* Short problem *
Copy every line of the records below word for word, leaving the pictures out.

* Working data *

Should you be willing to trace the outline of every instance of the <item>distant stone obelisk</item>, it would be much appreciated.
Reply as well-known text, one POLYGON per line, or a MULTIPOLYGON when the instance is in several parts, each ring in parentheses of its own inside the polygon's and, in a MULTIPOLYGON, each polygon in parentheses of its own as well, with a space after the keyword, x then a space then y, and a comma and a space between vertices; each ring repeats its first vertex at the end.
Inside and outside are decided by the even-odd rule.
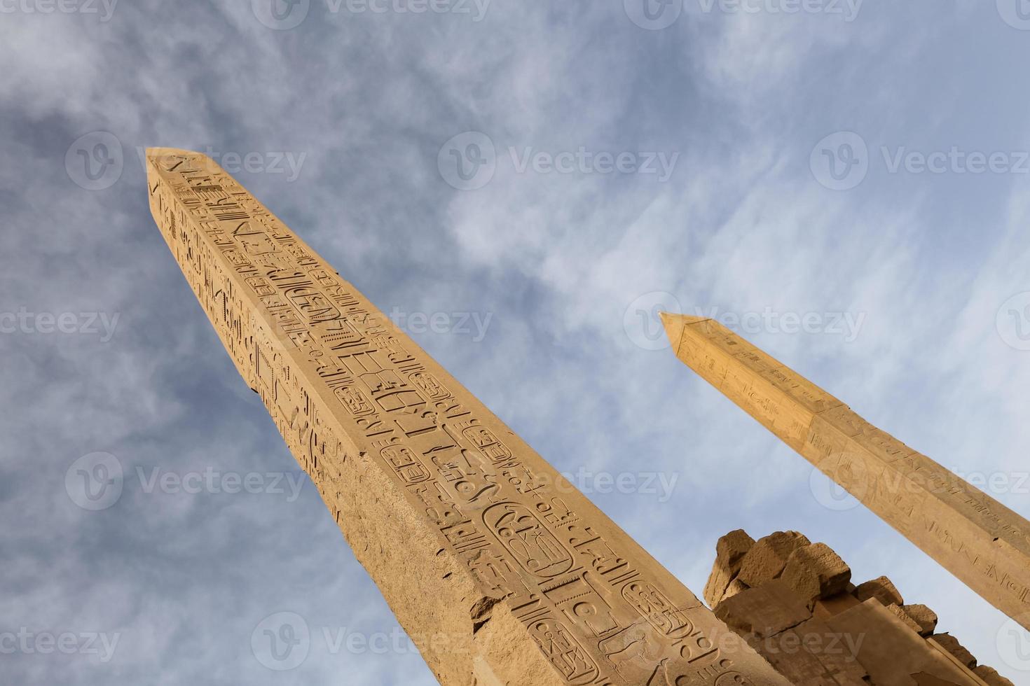
POLYGON ((787 686, 210 158, 146 160, 194 293, 442 684, 787 686))
POLYGON ((715 320, 662 319, 687 366, 1030 628, 1030 522, 715 320))

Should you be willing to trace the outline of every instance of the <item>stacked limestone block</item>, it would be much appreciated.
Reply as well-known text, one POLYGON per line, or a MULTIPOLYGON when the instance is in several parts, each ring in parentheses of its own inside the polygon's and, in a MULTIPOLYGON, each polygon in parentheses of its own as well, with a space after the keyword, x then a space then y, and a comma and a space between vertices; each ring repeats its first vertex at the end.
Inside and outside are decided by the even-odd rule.
POLYGON ((705 600, 796 686, 1012 686, 890 579, 854 585, 839 555, 797 532, 723 536, 705 600))

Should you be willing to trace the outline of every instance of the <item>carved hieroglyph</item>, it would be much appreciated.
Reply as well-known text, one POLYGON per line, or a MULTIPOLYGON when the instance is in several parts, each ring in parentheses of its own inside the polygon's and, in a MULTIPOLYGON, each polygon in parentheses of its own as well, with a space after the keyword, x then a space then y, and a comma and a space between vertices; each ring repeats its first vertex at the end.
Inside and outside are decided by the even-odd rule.
POLYGON ((150 210, 243 378, 442 684, 784 686, 205 155, 150 210))
POLYGON ((662 319, 677 357, 691 369, 1030 628, 1030 522, 718 322, 662 319))

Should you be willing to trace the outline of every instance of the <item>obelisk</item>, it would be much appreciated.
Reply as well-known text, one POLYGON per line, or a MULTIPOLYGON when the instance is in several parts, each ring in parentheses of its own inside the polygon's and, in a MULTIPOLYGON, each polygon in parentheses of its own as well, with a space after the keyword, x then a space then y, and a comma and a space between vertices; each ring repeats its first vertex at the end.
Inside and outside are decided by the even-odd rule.
POLYGON ((712 319, 677 357, 989 603, 1030 628, 1030 522, 712 319))
POLYGON ((210 158, 146 160, 204 312, 440 683, 788 684, 210 158))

* Response *
Should you be willing to trace the outline of every instance of the <item>distant stone obelisk</item>, it would be much appreciated.
Reply as well-known text, one POLYGON per line, or a MULTIPOLYGON when the instance is in several parts, each ring in parentheses of its own inside the polygon's and, in a MULTIPOLYGON, each polygon in parentheses of its own as well, with a space after the keyword, x then a space then y, and a comma and a space between vertices; each ring repeats its first vertex at the end.
Inside and outside are decided by the even-odd rule.
POLYGON ((787 686, 210 158, 146 160, 194 293, 442 684, 787 686))
POLYGON ((715 320, 662 319, 687 366, 1030 628, 1030 522, 715 320))

Should you be willing to trace the outline of every instance of the <item>stacked limestone block</item>, it would be much appreciated.
Reply as well-known text, one POLYGON per line, or a MULTIPOLYGON when the instance is in several parts, each ring in parentheses of its own inside the polygon's and, in a MULTIPOLYGON, each polygon in parentheses of its own as well, with a space after the keyword, x then a space then y, and a comma and a space between vertices; each ring repeats its first vertex at the end.
Inside and outside are decided by the even-odd rule.
POLYGON ((705 600, 796 686, 1012 686, 890 579, 854 585, 839 555, 797 532, 723 536, 705 600))

Should you be willing to trace the outline of every instance of the <item>carved hieroglyph</item>, it would be much appreciated.
Reply as well-known text, one POLYGON per line, or a MULTIPOLYGON when the instance is in several parts, each ring in parentheses of its own inside the polygon's and, in a MULTIPOLYGON, each polygon in parentheses of its own as well, with a space after the keyword, x then a space then y, and a comma and a space between vertices; each ring repeats its first vertex at the end.
Inside and outside are decided by the even-odd rule.
POLYGON ((150 210, 243 378, 442 684, 784 686, 205 155, 150 210))
POLYGON ((662 319, 677 357, 691 369, 1030 628, 1030 522, 718 322, 662 319))

Should you be willing to trace the outline of every instance of the <item>obelisk</item>, it would be much appreciated.
Reply as well-known text, one POLYGON per line, or a MULTIPOLYGON when the instance is in several parts, each ring in parentheses of its own inside the polygon's and, in a MULTIPOLYGON, each polygon in parentheses of its own as well, with a space after the keyword, x then a space then y, and a comma and a space between vertices; each ring repeats its first vertex at the end.
Inside and outside are decided by the even-odd rule.
POLYGON ((712 319, 677 357, 989 603, 1030 628, 1030 522, 712 319))
POLYGON ((210 158, 146 160, 204 312, 440 683, 788 684, 210 158))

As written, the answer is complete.